This morning the waves were higher than they have been for the past few days. We could tell right away when we woke up due to the change in pressure in our ears. It is pretty amazing that waves on the surface change the pressure in the habitat. The other indication that the waves were bigger was the movement of particles suspended in the water when we looked out the viewing port. Despite the depth, the wave action causes particles to follow a circular path that is clearly related to the height of the waves above our heads.

Once again we hit the deck running setting up for the CMAS brain wave experiment for Tim and me, while Nicole got ready for an interview with a newspaper in St. Petersburg. Trevor, our topside CMAS hardware expert, had sent us a couple of fixes for the computer problems we had been having with the experiment and they seemed to solve a number of the problems we had been having.

After lunch we set up the ROV to perform a survey of the habitat and each of the crew members had an opportunity to “fly” the rover for a close inspection. We got some great photos out the viewing port of the ROV hovering outside the habitat – surrounded by fish apparently confused by this large yellow wheeled vehicle hovering beside them!! We sent views from the camera on the ROV back to the ExPOC in Houston and tried to have them control it but were unable to get the connection working properly.

Somewhere in there was lunch – I can’t really remember when or what I had; it may have been peanut butter with grape jelly on a tortilla.

-- Information shown --
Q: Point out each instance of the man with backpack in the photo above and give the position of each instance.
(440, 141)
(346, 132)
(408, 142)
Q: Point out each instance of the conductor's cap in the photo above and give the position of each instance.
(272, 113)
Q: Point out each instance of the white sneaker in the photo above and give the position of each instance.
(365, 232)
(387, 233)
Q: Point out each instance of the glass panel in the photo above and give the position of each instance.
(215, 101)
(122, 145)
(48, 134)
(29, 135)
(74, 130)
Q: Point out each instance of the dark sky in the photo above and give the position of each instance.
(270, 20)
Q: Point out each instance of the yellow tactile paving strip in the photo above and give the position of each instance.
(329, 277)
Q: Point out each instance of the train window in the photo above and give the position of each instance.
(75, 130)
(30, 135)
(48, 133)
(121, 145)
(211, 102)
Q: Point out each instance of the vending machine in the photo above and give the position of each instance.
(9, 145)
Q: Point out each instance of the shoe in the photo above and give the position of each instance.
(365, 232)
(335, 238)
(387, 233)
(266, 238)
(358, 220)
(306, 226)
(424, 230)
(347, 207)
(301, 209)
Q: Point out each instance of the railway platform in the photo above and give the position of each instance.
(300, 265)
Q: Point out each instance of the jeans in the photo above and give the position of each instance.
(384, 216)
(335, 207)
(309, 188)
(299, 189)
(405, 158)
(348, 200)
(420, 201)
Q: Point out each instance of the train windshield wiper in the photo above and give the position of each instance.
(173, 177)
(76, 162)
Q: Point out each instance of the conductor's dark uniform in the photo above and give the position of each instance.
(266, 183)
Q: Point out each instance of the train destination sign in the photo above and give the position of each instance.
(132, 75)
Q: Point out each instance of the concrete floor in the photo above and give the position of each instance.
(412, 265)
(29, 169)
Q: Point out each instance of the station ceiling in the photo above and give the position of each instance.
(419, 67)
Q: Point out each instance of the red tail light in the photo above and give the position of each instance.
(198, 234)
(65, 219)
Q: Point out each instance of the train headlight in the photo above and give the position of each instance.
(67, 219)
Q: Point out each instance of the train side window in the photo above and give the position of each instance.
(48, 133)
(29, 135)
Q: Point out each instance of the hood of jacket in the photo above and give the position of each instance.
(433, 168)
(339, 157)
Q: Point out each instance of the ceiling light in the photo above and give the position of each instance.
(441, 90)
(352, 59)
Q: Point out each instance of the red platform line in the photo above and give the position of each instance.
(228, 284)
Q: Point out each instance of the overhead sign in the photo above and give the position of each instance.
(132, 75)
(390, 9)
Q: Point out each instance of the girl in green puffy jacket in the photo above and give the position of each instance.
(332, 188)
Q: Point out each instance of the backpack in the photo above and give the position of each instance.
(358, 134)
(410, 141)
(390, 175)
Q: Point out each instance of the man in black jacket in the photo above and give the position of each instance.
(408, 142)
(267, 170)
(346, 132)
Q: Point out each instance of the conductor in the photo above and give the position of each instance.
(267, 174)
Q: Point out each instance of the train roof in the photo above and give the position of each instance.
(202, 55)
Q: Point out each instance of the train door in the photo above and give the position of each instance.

-- Goals --
A: According to the undersea habitat journal, what told the crew the waves were higher as soon as they woke up?
B: Carry on writing the undersea habitat journal from its last sentence.

-- Answers for the exercise --
A: The change in pressure in their ears.

B:
While Nicole did the CMAS experiment, Ron and I got suited for an experiment to see how changing the center of gravity of the life support backpack for future lunar spacesuits affects our stability, balance and gait. For each different weight configuration Ron and I gave ratings to Tim using a modified Cooper Harper rating scale — similar to that used by test pilots. There is no question that the different positions of the C of G significantly affected our balance and performance and I felt that our footsteps on the bottom of the ocean are joining those of the exploration team working to get us back to the moon.

Tomorrow is going to start early with a dawn dive so we can see the sunrise during our dive. This will be my second opportunity for a dawn dive, and the spectacular view of the early morning sun beaming through the water as it comes up over the horizon is still fresh in my mind from NEEMO 1 many years ago. Within minutes of my head hitting the pillow I was asleep.

Ron Garan:

Today is Carmel’s [Ron’s wife] birthday so the first thing I did when I awoke this morning was to hang a “Happy Birthday” sign on the wall immediately in front of the camera that broadcasts to the Internet. I wish I could be there to celebrate Carmel’s birthday with her. The best I could do was pre-position presents and cards, send flowers via the Internet and call.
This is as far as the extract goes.